----- Data for processing

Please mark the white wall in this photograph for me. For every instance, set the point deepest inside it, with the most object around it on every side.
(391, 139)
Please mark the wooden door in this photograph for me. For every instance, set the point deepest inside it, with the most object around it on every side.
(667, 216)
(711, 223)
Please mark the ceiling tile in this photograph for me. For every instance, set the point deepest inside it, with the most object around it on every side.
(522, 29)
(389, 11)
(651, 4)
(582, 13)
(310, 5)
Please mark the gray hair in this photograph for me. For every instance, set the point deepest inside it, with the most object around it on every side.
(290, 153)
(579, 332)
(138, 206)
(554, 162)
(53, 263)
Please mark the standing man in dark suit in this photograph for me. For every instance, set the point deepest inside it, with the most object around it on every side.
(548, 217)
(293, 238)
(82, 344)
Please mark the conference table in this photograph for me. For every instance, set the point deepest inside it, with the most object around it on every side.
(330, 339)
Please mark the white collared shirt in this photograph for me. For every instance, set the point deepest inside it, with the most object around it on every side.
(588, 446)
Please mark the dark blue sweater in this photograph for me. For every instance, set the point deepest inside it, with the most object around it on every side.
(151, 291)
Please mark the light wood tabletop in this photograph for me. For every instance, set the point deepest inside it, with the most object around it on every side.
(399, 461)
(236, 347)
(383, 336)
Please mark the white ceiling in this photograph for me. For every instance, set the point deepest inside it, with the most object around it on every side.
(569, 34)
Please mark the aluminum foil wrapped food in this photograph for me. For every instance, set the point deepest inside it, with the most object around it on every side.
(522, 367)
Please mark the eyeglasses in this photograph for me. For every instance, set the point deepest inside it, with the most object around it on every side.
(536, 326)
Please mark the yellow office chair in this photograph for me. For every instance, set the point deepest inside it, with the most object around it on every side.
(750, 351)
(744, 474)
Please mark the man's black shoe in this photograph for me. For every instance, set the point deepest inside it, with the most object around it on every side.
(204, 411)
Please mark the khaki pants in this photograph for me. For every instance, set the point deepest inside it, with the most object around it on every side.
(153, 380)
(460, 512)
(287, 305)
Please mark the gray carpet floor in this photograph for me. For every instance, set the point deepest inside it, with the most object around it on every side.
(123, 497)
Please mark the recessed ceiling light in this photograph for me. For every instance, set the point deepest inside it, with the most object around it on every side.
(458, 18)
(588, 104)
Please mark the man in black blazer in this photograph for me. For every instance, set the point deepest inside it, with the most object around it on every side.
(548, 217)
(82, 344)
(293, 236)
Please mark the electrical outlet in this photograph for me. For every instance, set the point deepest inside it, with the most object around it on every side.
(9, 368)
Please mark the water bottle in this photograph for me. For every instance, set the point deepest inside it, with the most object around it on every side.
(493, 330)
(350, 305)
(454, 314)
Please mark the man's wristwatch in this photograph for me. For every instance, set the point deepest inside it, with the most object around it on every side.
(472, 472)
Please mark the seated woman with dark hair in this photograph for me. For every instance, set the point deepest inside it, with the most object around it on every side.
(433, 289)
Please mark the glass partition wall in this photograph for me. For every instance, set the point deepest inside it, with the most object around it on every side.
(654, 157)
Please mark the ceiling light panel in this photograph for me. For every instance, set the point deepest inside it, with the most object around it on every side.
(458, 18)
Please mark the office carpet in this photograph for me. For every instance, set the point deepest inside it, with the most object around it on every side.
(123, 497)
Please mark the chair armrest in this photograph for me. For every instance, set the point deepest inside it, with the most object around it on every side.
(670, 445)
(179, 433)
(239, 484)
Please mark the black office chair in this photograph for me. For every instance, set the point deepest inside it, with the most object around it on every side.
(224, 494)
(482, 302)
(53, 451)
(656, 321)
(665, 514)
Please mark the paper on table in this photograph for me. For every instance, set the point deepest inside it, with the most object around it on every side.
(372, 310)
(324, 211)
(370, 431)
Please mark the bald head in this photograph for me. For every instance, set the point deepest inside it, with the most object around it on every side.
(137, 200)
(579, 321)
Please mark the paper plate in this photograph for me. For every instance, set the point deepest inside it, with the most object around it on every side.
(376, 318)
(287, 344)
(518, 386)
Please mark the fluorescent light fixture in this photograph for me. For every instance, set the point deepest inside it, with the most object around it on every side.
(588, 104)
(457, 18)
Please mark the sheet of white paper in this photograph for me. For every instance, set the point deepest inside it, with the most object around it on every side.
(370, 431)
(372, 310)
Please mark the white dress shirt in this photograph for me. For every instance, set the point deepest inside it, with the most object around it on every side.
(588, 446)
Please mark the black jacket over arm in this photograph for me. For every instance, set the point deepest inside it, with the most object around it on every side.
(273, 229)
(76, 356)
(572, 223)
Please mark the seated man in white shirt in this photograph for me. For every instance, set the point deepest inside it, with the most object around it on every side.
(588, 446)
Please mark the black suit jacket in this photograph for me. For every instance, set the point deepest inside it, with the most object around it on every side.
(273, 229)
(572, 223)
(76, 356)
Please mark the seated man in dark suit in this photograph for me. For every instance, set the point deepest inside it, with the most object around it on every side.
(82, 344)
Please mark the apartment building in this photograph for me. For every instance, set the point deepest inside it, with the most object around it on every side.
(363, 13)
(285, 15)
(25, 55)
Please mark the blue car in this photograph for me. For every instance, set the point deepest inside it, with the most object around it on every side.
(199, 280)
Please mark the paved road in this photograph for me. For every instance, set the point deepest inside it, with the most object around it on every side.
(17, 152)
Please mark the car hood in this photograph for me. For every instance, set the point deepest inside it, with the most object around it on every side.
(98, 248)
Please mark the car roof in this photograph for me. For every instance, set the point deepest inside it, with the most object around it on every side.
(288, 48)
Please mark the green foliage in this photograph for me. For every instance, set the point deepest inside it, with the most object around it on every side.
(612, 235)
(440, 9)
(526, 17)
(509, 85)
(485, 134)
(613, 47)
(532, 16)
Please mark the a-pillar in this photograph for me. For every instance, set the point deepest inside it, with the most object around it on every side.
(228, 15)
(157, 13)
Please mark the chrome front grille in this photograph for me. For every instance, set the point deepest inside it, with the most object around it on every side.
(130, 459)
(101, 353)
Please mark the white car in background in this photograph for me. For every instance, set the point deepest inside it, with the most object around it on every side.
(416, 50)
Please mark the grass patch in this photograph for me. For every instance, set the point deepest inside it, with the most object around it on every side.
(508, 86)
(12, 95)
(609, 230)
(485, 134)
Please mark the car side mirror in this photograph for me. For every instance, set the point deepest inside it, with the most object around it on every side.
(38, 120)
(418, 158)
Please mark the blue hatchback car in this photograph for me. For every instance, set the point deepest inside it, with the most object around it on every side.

----------

Exercise objective:
Using the material above, retype every line without altering it.

Solution to the problem:
Please mark the white wall in this photograph for me. For every instance, set the point deepest inside it, with the most object around it on every side.
(391, 139)
Please mark the wooden door in this photograph for me. For every instance, set the point deepest inside it, with the most object around it on every side.
(667, 216)
(711, 223)
Please mark the ceiling tile in this photograph for me. For every instance, set the point deepest inside it, with the most object around it on every side.
(522, 29)
(389, 11)
(651, 4)
(582, 13)
(310, 5)
Please mark the gray hair in this photograph for me. For every instance, set the point deepest inside it, with the most object around it on every side.
(290, 153)
(579, 332)
(138, 206)
(554, 162)
(53, 263)
Please mark the standing man in dark suit in this photograph for me. For every instance, set the point deepest inside it, with the most object around it on every side.
(548, 217)
(293, 238)
(82, 344)
Please mark the conference table in this photograph for me. For every instance, set the point deepest inside it, with the most object around it on every side.
(330, 339)
Please mark the white collared shirt in this photograph for me. For every instance, set the point deepest inside it, with the most object around it on every side.
(588, 446)
Please mark the dark blue sweater in this photograph for me. For every instance, set the point deepest inside it, with the most object around it on every side.
(151, 291)
Please mark the light wood tabletop in this photograph for me. For every instance, set the point deepest inside it, with the most object around it on every side.
(399, 461)
(236, 347)
(383, 336)
Please mark the white ceiling in this photograph for me. For every instance, set the point deepest inside it, with the most object around it on every side.
(569, 34)
Please mark the aluminum foil wrapped food in this photograph for me. For every instance, set the point deepest inside it, with the most object around it on every side.
(522, 367)
Please mark the eyeglasses in this photograph for me. For every instance, set the point deepest inside it, with the most object around it on every side.
(536, 326)
Please mark the yellow office chair in this photograph for me. For every instance, set the point deepest inside it, with the most object around it on every side.
(750, 351)
(744, 474)
Please mark the man's black shoe in this photograph for me. For every instance, set the point deepest inside it, with the most object around it on every side.
(204, 411)
Please mark the khaki pants in this photograph for me. For every instance, set the point deepest inside it, with the most object around it on every side.
(153, 380)
(460, 512)
(287, 305)
Please mark the gray carpet floor in this photograph for me. For every instance, set the point deepest inside it, with the most object around it on every side.
(123, 497)
Please mark the recessed ceiling light in this photograph for me. For every instance, set the point deepest inside it, with the most object around it on every side.
(458, 18)
(588, 104)
Please mark the man in black blazer in this photograph for me. For every instance, set the point deepest inside it, with the most object around it on every side.
(548, 217)
(82, 344)
(293, 236)
Please mark the electrical outlet in this photograph for me. For every instance, set the point deepest inside it, with the most object around it on every side.
(9, 368)
Please mark the water bottle in this photograph for me. For every instance, set the point deepest inside it, with the most object around it on every side.
(493, 330)
(350, 305)
(454, 314)
Please mark the man's wristwatch in this photograph for me. For every instance, set the point deepest inside it, with the most object around it on every side.
(472, 472)
Please mark the seated woman with dark hair in this photograph for me. For every instance, set the point deepest inside it, with the most object around it on every side.
(433, 289)
Please mark the glass partition wall in this photograph for me. For every instance, set the point deepest inside it, with the most object around it on every side.
(654, 157)
Please mark the ceiling light panel in this photograph for me. For every instance, set the point deepest inside it, with the most object around it on every side.
(458, 18)
Please mark the office carpet in this photograph for me. For every instance, set the point deepest inside it, with the most object around it on every side.
(123, 497)
Please mark the chair armrest in this photograph for me. For every instance, set the point deepest inside it, with the most object around it on every side.
(670, 445)
(179, 433)
(239, 484)
Please mark the black office chair in this photograph for me. For every instance, set the point deepest inside it, with the most object around it on every side.
(224, 494)
(482, 302)
(53, 451)
(656, 321)
(665, 514)
Please mark the paper on table in this photograph for me. For every instance, set the point deepest inside it, with the most object around it on every side.
(372, 310)
(324, 211)
(370, 431)
Please mark the bald head in this photograph for me. For every instance, set the point deepest inside it, with the most object around it on every side.
(137, 200)
(579, 321)
Please mark the paper plate in this photograph for me. For every instance, set the point deepest inside it, with the most object around it on every side.
(376, 318)
(287, 344)
(518, 386)
Please mark the fluorescent light fixture in this photograph for me. For every instance, set the point deepest inside it, with the most object around it on every side.
(588, 104)
(457, 18)
Please mark the sheet of white paper in this photograph for me. For every instance, set the point deepest inside it, with the most object around it on every side.
(370, 431)
(372, 310)
Please mark the white dress shirt in this photograph for me. For every instance, set the point deepest inside it, with the most object around it on every side.
(588, 446)
Please mark the black jacket over arm in this photograph for me. For every instance, set the point deepest inside it, with the most object around it on every side.
(273, 229)
(76, 356)
(572, 223)
Please mark the seated man in white shirt in this photograph for me. For every instance, set the point deepest inside it, with the most object around it on every side.
(588, 446)
Please mark the black suit jacket in this photograph for me. For every instance, set the point deepest inside it, with the most object around it on every side.
(273, 229)
(572, 223)
(76, 356)
Please mark the seated man in dark suit in this photograph for me. For every instance, set the point deepest inside it, with the most object around it on every side.
(82, 344)
Please mark the apartment building in this photograph for me. For every instance, set the point deepest inside it, with the most object around it on every side.
(363, 13)
(285, 15)
(25, 55)
Please mark the blue car in this photograph for me. For every instance, set the point deepest inside it, with the most object around it on every side.
(199, 280)
Please mark the paved road in this photograph for me. For every instance, set the point deepest inside it, with the most object around it on every side.
(17, 152)
Please mark the car hood in this photograph for me. For every instance, set the point deepest inside it, with the most object around it on every side.
(98, 248)
Please mark the car roof in this photograph for me. For every instance, set the point deepest inside it, with the most object around it on every side.
(288, 48)
Please mark the green foliage in this photograph for me. For every instance, set the point deepest inside it, with the most object around it on every side.
(612, 235)
(440, 9)
(526, 17)
(509, 85)
(485, 134)
(613, 47)
(532, 16)
Please mark the a-pillar in this photograph for me. For every instance, set the point deepest inside it, with the most object around it on every side.
(228, 15)
(157, 13)
Please mark the chrome front grille in this photograph for me. For every instance, set the point deepest inside it, with the most object around it on every side.
(130, 459)
(101, 353)
Please mark the white car in background in this photograph for me. For every instance, set the point deepest inside it, with the most object around it on every side.
(416, 50)
Please mark the grass patch in this photograph for me. For every instance, set the point deepest inside it, with the most object around it on every side.
(508, 86)
(12, 95)
(609, 230)
(485, 134)
Please mark the car side mirror in this photograph for me. For every instance, set the point deepest inside it, with the most object around it on every side.
(38, 120)
(418, 158)
Please mark the blue hatchback car in this photograph for me. For every instance, set the point deepest inside it, with the most object around it on every side.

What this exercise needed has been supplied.